#### [Document segment]
>>>
Art History

Back to Blog April 25, 2019

Elizabeth Duntemann (PhD Candidate, Art History) awarded the Gladys Krieble Delmas Foundation Research Grant, 2019-2020

Author: Jane DeRose Evans
Elizabeth Duntemann photographing an altarpiece at the Ospedale Santa Maria del Popolo degli Incurabili in Naples, Italy

Elizabeth Duntemann (PhD Candidate, Art HIstory) has been awarded a Gladys Krieble Delmas Foundation Research Grant to support nine months of dissertation research in Venice, Italy, during the 2019-2020 academic year. Her dissertation investigates how art, architecture, and urban topography shaped concepts of chronic infection and healing between sixteenth century port cities of the Italian peninsula, and Spanish-Italy. The project focuses on cultural production in the ambit of the Incurabili hospital network, which was established and expanded after 1515, to address evolving medical, charitable, and social challenges in the wake of the infamous early modern outbreak of syphilis.
<<<
Dataset records
>>>
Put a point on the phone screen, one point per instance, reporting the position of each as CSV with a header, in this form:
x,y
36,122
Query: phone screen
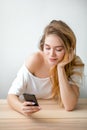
x,y
31,98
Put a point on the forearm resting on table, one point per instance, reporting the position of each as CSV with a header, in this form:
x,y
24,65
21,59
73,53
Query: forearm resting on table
x,y
69,93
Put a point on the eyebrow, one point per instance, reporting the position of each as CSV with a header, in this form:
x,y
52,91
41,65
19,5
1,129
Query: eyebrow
x,y
54,46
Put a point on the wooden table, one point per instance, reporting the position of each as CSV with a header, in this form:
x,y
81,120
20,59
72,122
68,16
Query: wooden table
x,y
51,117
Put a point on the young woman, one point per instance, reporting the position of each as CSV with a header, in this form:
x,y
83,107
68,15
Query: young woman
x,y
55,71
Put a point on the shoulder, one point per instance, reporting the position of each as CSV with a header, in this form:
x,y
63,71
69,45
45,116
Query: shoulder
x,y
34,61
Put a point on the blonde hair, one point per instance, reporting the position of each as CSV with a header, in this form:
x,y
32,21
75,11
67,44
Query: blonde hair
x,y
63,31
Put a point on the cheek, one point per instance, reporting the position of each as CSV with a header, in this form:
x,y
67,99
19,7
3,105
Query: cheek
x,y
61,55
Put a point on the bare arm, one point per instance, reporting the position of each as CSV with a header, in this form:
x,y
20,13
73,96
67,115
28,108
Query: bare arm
x,y
69,93
25,108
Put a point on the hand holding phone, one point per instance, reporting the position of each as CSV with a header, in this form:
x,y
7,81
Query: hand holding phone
x,y
31,98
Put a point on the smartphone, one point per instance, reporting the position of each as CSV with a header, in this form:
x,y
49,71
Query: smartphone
x,y
31,98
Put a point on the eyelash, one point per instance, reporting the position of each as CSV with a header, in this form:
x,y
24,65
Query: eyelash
x,y
55,49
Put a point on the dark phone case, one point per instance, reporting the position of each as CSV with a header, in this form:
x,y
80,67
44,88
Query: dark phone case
x,y
31,98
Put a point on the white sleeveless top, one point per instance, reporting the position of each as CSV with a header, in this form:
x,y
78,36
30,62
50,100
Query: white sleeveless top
x,y
26,82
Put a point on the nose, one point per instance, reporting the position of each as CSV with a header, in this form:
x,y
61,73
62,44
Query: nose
x,y
52,52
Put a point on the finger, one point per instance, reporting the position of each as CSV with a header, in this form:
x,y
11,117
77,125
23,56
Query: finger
x,y
28,103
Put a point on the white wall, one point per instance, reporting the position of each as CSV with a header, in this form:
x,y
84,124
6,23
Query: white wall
x,y
21,25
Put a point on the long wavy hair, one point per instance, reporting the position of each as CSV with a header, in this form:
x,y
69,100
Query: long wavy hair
x,y
62,30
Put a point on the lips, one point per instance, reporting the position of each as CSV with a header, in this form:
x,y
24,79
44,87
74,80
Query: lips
x,y
52,59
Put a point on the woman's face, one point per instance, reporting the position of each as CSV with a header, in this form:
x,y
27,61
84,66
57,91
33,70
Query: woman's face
x,y
53,49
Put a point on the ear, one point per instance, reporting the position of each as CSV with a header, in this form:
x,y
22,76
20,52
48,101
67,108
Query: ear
x,y
66,57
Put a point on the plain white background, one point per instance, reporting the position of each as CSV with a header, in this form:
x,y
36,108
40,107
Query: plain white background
x,y
21,27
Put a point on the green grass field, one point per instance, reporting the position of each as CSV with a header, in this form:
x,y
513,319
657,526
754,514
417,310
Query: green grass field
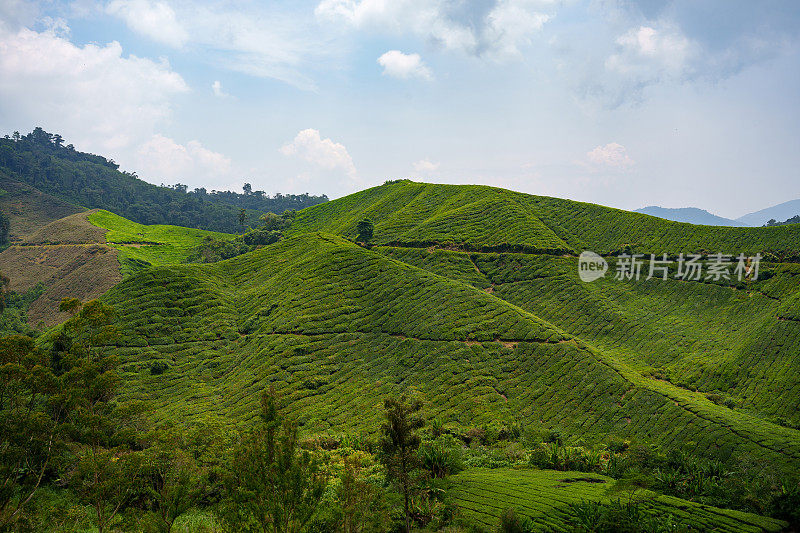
x,y
141,246
472,298
336,327
477,217
544,496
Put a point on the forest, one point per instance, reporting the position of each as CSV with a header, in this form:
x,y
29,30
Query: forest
x,y
42,160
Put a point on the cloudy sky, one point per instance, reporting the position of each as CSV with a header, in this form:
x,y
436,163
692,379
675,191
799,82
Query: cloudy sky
x,y
620,102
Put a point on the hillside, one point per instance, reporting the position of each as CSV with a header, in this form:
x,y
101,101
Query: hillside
x,y
336,327
778,212
85,254
29,209
43,162
691,215
470,297
482,218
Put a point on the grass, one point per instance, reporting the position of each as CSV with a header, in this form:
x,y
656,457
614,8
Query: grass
x,y
477,217
546,496
141,246
336,328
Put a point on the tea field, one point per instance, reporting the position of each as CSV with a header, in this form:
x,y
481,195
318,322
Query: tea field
x,y
545,497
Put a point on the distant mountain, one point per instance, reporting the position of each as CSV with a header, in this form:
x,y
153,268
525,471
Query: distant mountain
x,y
44,163
692,215
778,212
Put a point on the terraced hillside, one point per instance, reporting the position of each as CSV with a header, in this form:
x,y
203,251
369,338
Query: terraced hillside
x,y
29,209
69,258
85,254
336,327
492,219
737,340
545,498
141,246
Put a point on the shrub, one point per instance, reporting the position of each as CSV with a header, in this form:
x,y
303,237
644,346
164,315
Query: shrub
x,y
441,457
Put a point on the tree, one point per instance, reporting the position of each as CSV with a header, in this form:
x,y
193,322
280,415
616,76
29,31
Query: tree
x,y
4,281
173,481
5,226
399,443
364,230
31,423
272,484
105,473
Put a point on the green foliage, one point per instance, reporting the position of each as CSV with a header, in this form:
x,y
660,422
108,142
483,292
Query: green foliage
x,y
272,485
211,250
510,522
399,444
5,225
364,230
564,501
14,318
473,217
441,457
40,160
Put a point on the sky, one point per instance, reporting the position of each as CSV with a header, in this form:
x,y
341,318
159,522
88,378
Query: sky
x,y
625,103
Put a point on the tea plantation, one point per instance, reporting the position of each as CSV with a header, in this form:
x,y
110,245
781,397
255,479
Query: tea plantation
x,y
470,296
545,498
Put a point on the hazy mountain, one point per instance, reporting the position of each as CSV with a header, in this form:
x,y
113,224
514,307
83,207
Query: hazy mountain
x,y
779,212
692,215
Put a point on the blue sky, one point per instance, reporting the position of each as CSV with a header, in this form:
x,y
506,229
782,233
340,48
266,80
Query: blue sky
x,y
623,103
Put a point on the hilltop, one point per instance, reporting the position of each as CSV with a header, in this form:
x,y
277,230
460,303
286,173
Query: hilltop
x,y
692,215
482,218
468,296
43,162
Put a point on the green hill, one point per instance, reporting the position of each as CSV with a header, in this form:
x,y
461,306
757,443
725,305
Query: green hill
x,y
336,327
44,163
485,218
545,498
471,296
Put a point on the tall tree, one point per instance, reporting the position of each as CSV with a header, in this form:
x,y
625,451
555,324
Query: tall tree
x,y
365,229
31,423
273,485
399,442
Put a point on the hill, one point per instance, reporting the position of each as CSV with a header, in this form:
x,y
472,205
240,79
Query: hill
x,y
691,215
29,209
41,160
481,218
85,254
470,296
336,327
779,212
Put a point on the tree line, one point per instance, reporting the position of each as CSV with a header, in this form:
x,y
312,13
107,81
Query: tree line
x,y
42,160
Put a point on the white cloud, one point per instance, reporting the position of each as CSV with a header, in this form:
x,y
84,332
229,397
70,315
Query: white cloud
x,y
162,159
156,20
323,153
496,29
91,94
646,52
217,88
260,41
424,167
612,155
399,65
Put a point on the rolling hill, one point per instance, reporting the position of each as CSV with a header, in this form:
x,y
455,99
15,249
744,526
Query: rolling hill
x,y
469,295
481,218
692,215
779,212
486,336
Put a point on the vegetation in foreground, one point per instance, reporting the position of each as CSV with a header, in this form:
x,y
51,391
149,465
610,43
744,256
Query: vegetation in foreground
x,y
74,456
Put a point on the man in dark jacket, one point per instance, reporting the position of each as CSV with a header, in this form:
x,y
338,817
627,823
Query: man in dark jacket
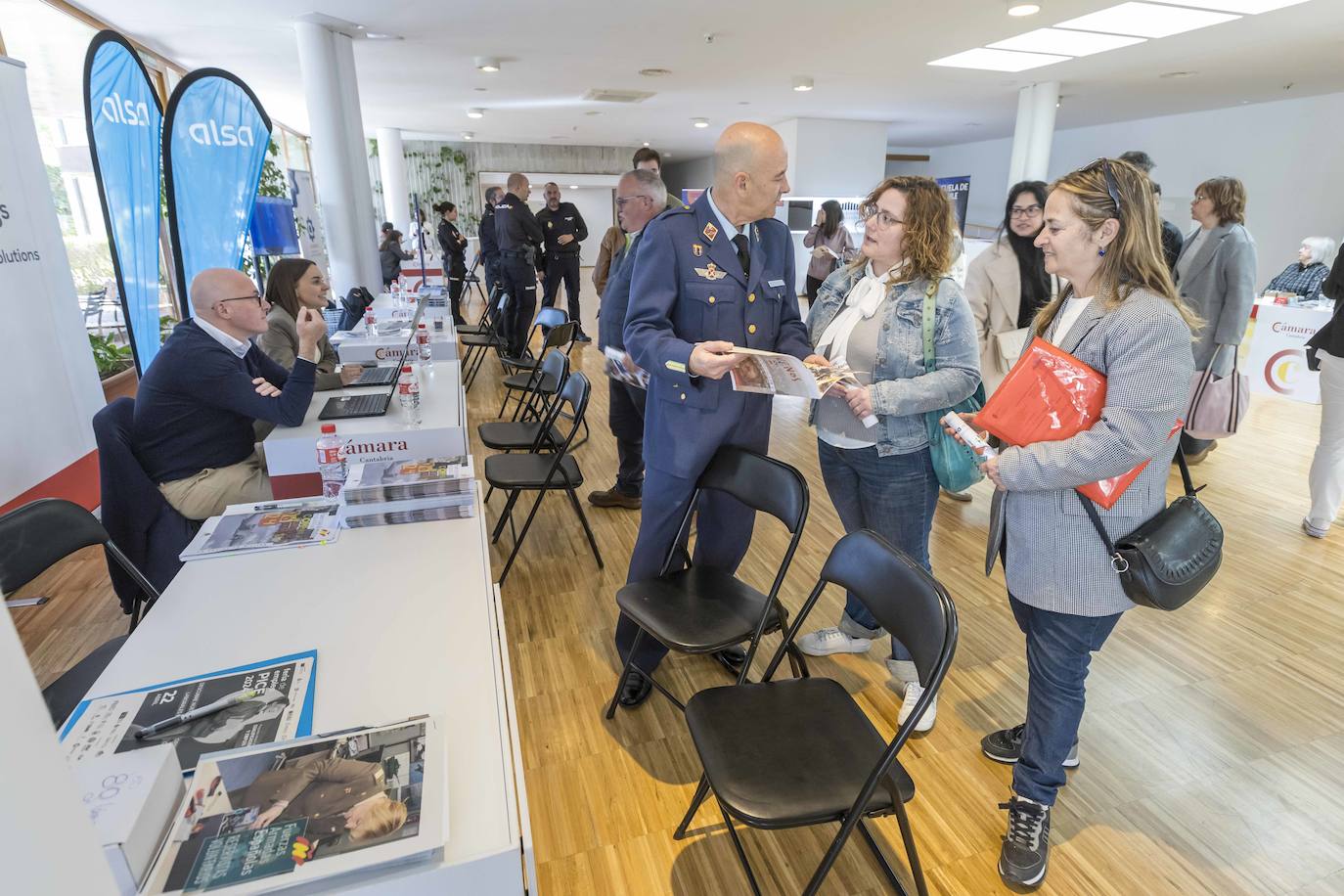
x,y
204,389
564,230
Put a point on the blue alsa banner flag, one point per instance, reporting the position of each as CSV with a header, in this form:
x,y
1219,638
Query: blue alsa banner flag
x,y
215,137
124,121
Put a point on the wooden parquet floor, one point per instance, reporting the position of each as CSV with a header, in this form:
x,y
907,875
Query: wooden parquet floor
x,y
1213,747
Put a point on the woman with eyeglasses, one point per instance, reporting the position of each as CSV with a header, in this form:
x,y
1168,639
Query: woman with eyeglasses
x,y
1215,273
1007,284
829,244
295,284
1121,316
870,316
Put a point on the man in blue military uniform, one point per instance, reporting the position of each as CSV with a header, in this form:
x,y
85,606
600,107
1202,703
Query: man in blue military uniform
x,y
519,237
707,278
564,230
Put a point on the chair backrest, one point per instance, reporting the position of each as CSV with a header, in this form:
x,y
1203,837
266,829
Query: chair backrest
x,y
36,535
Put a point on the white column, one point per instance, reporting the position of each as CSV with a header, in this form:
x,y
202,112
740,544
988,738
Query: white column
x,y
391,164
340,168
1034,132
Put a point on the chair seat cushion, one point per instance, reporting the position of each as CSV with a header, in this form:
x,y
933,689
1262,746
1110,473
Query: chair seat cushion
x,y
695,610
513,434
65,694
524,381
790,752
528,471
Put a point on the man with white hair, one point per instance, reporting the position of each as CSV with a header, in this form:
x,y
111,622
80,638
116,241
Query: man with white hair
x,y
707,278
204,389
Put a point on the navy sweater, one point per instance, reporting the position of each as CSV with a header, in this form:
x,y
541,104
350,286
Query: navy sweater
x,y
197,403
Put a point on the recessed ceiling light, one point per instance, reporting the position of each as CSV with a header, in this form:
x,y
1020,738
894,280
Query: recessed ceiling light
x,y
1245,7
998,60
1066,43
1146,21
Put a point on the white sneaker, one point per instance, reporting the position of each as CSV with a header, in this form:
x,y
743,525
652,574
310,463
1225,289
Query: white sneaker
x,y
913,692
827,641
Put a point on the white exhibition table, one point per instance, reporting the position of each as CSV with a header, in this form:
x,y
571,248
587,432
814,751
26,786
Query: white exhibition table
x,y
405,621
291,450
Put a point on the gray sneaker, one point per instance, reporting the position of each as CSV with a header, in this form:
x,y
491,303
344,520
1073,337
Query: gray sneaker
x,y
1026,850
1006,747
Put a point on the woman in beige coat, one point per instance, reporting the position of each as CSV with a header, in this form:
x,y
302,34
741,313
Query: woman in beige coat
x,y
1007,284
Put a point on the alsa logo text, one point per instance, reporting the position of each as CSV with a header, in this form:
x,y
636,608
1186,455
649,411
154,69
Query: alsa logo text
x,y
208,133
125,112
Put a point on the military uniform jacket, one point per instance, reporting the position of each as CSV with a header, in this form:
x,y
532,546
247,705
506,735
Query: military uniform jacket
x,y
515,225
319,788
566,219
687,287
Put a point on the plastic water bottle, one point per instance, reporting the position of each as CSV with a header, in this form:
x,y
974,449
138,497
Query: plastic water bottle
x,y
426,351
408,392
331,465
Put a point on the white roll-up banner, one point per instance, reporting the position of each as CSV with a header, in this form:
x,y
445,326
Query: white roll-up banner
x,y
51,391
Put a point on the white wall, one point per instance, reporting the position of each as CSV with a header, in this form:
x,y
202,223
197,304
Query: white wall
x,y
1287,155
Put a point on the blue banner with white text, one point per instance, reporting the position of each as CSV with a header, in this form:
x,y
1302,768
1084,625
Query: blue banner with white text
x,y
215,137
124,119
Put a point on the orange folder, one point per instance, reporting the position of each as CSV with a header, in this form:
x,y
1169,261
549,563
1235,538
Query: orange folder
x,y
1050,395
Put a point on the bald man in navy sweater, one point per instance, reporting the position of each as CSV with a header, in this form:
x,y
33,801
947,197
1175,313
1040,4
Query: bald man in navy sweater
x,y
204,389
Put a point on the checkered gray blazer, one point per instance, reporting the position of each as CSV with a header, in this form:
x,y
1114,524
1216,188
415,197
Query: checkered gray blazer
x,y
1055,560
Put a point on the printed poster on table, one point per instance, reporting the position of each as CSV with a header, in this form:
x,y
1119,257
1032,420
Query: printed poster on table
x,y
281,711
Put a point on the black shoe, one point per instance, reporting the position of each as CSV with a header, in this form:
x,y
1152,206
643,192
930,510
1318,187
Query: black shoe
x,y
1006,747
636,690
1026,850
732,658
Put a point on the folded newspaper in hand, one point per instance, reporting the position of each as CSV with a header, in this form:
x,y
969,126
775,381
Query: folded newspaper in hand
x,y
776,374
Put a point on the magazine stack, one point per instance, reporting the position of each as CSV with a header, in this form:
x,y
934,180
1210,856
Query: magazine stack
x,y
394,492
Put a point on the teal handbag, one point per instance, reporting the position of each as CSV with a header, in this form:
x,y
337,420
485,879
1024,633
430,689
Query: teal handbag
x,y
953,463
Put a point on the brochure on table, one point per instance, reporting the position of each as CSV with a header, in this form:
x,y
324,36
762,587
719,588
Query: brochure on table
x,y
287,814
281,711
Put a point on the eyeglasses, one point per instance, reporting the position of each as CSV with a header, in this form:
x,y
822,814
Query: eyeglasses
x,y
254,297
884,219
1111,188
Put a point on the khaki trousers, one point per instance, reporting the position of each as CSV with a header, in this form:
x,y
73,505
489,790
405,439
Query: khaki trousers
x,y
208,492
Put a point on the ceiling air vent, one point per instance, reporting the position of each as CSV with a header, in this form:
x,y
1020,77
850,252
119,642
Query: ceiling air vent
x,y
600,94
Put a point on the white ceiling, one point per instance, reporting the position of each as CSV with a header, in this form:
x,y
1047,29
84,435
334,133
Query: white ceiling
x,y
867,58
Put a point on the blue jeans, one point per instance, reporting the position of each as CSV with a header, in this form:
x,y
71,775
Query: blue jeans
x,y
1059,648
894,496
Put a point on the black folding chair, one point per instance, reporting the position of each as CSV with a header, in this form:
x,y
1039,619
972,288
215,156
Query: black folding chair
x,y
800,751
477,345
525,381
542,473
700,608
34,538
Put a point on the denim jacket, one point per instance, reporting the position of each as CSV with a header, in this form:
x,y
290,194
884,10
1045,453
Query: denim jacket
x,y
901,388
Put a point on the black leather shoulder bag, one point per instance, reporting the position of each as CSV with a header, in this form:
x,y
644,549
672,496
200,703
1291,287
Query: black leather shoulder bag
x,y
1172,557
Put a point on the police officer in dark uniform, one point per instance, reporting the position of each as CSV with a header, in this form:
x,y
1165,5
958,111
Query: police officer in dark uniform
x,y
564,230
489,247
453,245
706,278
519,238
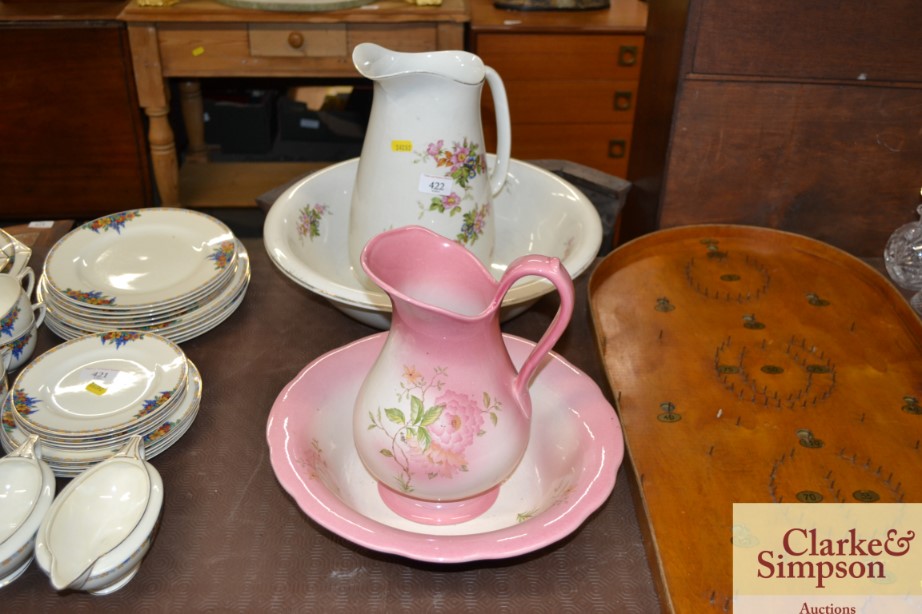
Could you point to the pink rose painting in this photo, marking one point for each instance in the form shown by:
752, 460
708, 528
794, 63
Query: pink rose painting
431, 441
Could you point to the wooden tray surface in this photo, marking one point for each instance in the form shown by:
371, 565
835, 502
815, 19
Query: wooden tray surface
753, 365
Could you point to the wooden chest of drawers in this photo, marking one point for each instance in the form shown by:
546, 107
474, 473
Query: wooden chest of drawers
800, 117
571, 79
<<<
#### [Your instructions]
Can you reproduce, word for word, the part of the grant announcement that begins with "Elizabeth Duntemann (PhD Candidate, Art HIstory) has" and ends with "outbreak of syphilis."?

#### [Task result]
Elizabeth Duntemann (PhD Candidate, Art HIstory) has been awarded a Gladys Krieble Delmas Foundation Research Grant to support nine months of dissertation research in Venice, Italy, during the 2019-2020 academic year. Her dissertation investigates how art, architecture, and urban topography shaped concepts of chronic infection and healing between sixteenth century port cities of the Italian peninsula, and Spanish-Italy. The project focuses on cultural production in the ambit of the Incurabili hospital network, which was established and expanded after 1515, to address evolving medical, charitable, and social challenges in the wake of the infamous early modern outbreak of syphilis.